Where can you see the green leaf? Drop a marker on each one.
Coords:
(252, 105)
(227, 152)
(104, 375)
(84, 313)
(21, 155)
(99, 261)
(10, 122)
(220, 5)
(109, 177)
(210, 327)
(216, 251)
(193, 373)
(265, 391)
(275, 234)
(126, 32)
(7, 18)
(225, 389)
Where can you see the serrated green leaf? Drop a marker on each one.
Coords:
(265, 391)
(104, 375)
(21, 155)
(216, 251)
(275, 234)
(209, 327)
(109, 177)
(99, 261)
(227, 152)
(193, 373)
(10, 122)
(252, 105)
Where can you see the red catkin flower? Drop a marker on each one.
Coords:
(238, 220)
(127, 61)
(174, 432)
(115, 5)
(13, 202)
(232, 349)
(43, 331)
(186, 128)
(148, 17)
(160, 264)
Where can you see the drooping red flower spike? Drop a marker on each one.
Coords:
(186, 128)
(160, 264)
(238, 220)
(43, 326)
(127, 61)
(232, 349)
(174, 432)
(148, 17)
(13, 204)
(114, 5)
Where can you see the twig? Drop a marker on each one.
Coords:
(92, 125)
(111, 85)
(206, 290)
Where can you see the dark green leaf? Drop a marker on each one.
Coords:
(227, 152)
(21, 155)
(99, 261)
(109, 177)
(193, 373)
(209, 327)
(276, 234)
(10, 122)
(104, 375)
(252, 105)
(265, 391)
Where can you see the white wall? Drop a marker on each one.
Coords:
##########
GOAL OF THE EXERCISE: Output all of the data above without any alteration.

EXERCISE RESPONSE:
Where can you see the green leaf? Drop a marker on each one.
Coords:
(252, 105)
(227, 152)
(104, 375)
(84, 313)
(21, 155)
(99, 261)
(10, 122)
(220, 5)
(109, 177)
(210, 327)
(216, 251)
(193, 373)
(265, 391)
(275, 234)
(126, 32)
(7, 18)
(225, 389)
Where can you see the serrated green leaf? Drop a marker on each one.
Coords:
(265, 391)
(104, 375)
(21, 155)
(216, 251)
(275, 234)
(209, 327)
(109, 177)
(99, 261)
(227, 152)
(193, 373)
(10, 122)
(252, 105)
Where can you see the red catkin flower? Drop a marker on each one.
Coords:
(238, 220)
(127, 61)
(174, 432)
(115, 5)
(13, 202)
(232, 349)
(43, 331)
(186, 128)
(148, 17)
(160, 264)
Where can you see the drooping red flower spike? Drop a marker on each one.
Coords:
(186, 128)
(160, 264)
(238, 220)
(43, 326)
(127, 61)
(232, 349)
(174, 432)
(148, 17)
(13, 204)
(114, 5)
Where can you see the twig? Drop a marker on each one.
Coords:
(92, 125)
(111, 85)
(206, 290)
Where can you see the dark green leaf? Drop a marker on each one.
Coords:
(227, 152)
(21, 155)
(99, 261)
(109, 177)
(193, 373)
(209, 327)
(276, 234)
(10, 122)
(104, 375)
(252, 105)
(265, 391)
Where can you see the white wall? Drop a marker on each one.
Coords:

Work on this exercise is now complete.